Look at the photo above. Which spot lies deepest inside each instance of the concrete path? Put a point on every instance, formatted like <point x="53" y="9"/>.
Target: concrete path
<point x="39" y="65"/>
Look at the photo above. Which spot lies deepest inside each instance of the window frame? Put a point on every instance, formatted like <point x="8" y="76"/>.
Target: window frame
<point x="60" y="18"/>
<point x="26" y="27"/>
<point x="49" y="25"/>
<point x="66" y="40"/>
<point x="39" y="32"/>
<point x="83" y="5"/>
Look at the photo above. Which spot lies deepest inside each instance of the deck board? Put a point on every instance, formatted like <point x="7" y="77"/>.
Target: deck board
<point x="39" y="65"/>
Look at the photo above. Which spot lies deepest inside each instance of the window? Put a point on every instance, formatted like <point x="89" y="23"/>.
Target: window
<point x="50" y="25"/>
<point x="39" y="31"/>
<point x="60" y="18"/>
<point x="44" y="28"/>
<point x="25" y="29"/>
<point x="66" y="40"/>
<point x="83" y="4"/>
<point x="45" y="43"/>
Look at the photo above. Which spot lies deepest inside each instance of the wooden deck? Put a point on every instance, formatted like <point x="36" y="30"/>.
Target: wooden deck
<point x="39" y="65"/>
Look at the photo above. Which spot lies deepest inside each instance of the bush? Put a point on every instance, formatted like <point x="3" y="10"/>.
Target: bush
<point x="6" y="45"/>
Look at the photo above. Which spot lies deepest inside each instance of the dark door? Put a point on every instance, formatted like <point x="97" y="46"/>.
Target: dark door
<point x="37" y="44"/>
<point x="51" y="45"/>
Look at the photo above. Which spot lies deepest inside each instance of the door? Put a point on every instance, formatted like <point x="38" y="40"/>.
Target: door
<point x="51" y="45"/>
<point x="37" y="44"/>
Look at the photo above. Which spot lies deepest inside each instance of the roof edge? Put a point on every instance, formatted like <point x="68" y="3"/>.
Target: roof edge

*WORK TASK*
Out of the preceding entries, pull every line containing the string "edge".

*RESPONSE AREA*
Look at the photo above. Which spot lies deepest inside each instance of the roof edge? Put a point on every instance, formatted like <point x="68" y="3"/>.
Target: roof edge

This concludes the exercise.